**Consigne:** Veuillez traduire en anglais cette phrase de l'extrait ci-dessous sur l'économie de la culture : « Dans une première partie, Frey donne sa vision méthodologique de l'économie de la culture. »

**Extrait choisi:**
☆ ☆ ☆ ☆

Note : je mets en ligne ce billet trop tard pour une relecture décente. Les faute d'orthographes risquent donc d'y être nombreuses, je vous prie de m'en excuser.

Organisation de l'ouvrage

L'organisation du livre met en évidence ses lignes de force. Dans une première partie, Frey donne sa vision méthodologique de l'économie de la culture. La deuxième partie est consacrée à l'analyse des institutions culturelles, en particulier des musées et des festivals. Une troisième partie traite des moyens de politique publique d'encouragement des arts, et la quatrième partie s'intéresse au problème de l'investissement dans et de l'évaluation des biens artistiques.

La structure un peu composite de la partie IV révèle ce qui est, à mon sens, un des problèmes du livre : il s'agit plus d'une collection d'essais que d'un propos structuré, les apports principaux étant ceux des parties II et III.

Première partie : Qu'est-ce que l'économie de la culture ?

Dans cette partie, l'auteur expose ce qu'est et doit être, selon lui, l'économie de la culture.

De tout l'ouvrage, c'est peut-être la plus datée à mon sens. Frey y défend à la fois la pertinence des outils « néoclassiques » (en fait de l'économie mainstream, les outils cités dépassant de loin le cœur de l'économie néoclassique) et l'intérêt des approches qualifiées d'« hétérodoxes » (avec les mêmes limites que ci-dessus), en particulier les apports de l'institutionnalisme et du béhaviorisme. Il me semble que la composition retenue pour le Handbook of the Economics of Arts and Culture rend un peu caduque une telle défense, puisqu'elle fait la place à tous ces types d'approches.

L'élément le plus intéressant est sans doute le moins économique. Frey se livre en effet à une petite sociologie des économistes intéressés par les thèmes de l'économie de la culture. Il met en évidence que la plupart d'entre eux sont des amateurs d'art éclairés, pratiquant parfois une activité artistique à un niveau respectable. Il s'interroge ainsi sur les conséquences de tels liens. En particulier, il note que deux idées sont acceptées pratiquement sans discussion dans le milieu, alors qu'elles n'ont rien d'évident (Tyler Cowen est une exception notable). La première est que les arts et la cultures sont non seulement bon en soi, mais préférables à la plupart des autres biens et services, et à ce titre leur consommation comme leur production doivent être encouragées, défendues et, souvent, subventionnée. Il met là le doigt sur un point fort délicat. On attend de l'économie de la culture qu'elle propose des 'résultats' sur l'évaluation de l'action publique culturelle, pas qu'elle prenne comme prémisse que cette action est désirable. Frey suggère que l'abandon de la question « à quoi sert la culture » soit plus ou moins un prérequis permettant aux économistes d'aborder les acteurs du champ culturel sans y faire face à une hostilité radicale. Frey lui-même aborde la question en passant en revue les réponses qui ont été apportées, notamment par David Throsby, et les moyens empiriques d'estimer l'importance attachée à la culture, regrettant que les résultats en ce domaine soient fort parcellaires.

☆ ☆ ☆ ☆

**Données fournies:**
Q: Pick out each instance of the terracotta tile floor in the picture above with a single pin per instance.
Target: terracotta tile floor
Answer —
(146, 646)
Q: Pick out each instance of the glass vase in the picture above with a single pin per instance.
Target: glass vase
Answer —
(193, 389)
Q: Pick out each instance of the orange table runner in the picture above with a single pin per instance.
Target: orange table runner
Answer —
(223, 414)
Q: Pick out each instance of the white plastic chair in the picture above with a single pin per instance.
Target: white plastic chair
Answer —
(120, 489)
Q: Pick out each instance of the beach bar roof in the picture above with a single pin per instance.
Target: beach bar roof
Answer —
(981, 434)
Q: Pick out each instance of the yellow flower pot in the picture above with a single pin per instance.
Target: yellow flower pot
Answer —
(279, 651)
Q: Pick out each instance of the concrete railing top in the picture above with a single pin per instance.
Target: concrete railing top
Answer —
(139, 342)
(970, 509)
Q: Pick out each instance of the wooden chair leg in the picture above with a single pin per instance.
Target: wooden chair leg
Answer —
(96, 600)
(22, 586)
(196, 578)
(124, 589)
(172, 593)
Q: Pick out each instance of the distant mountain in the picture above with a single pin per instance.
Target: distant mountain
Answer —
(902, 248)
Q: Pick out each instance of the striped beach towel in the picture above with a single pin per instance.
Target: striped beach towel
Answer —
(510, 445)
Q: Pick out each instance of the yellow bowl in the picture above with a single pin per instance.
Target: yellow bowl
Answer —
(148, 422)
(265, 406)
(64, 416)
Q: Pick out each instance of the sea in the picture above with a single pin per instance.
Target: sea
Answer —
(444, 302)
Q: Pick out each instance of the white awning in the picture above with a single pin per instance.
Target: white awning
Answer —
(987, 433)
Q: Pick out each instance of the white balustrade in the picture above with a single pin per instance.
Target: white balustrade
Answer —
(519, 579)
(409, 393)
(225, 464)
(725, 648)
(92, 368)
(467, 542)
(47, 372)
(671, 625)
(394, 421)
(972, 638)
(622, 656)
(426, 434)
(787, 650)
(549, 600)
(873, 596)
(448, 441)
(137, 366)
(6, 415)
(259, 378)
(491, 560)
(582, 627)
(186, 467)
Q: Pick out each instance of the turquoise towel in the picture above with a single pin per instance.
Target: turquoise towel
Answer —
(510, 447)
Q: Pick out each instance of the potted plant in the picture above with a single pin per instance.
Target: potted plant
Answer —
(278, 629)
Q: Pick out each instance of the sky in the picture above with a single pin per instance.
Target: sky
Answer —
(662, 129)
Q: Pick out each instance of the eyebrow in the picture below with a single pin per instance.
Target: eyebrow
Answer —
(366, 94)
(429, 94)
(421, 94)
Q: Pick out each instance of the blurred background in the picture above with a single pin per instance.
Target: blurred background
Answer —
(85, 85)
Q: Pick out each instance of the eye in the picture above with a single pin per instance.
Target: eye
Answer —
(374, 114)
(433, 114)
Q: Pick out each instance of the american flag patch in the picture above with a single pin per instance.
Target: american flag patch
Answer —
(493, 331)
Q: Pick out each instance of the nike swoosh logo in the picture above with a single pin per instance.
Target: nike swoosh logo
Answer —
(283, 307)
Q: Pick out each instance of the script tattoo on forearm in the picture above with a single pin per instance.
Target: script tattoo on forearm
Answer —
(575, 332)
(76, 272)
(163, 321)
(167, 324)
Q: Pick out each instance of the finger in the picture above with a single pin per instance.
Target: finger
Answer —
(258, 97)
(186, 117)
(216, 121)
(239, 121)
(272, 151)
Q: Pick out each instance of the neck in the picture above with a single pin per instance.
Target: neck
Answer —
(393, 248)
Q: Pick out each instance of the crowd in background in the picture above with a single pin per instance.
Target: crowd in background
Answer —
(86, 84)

☆ ☆ ☆ ☆

**Réponse:** In a first part, Frey sets out his methodological view of the economics of culture.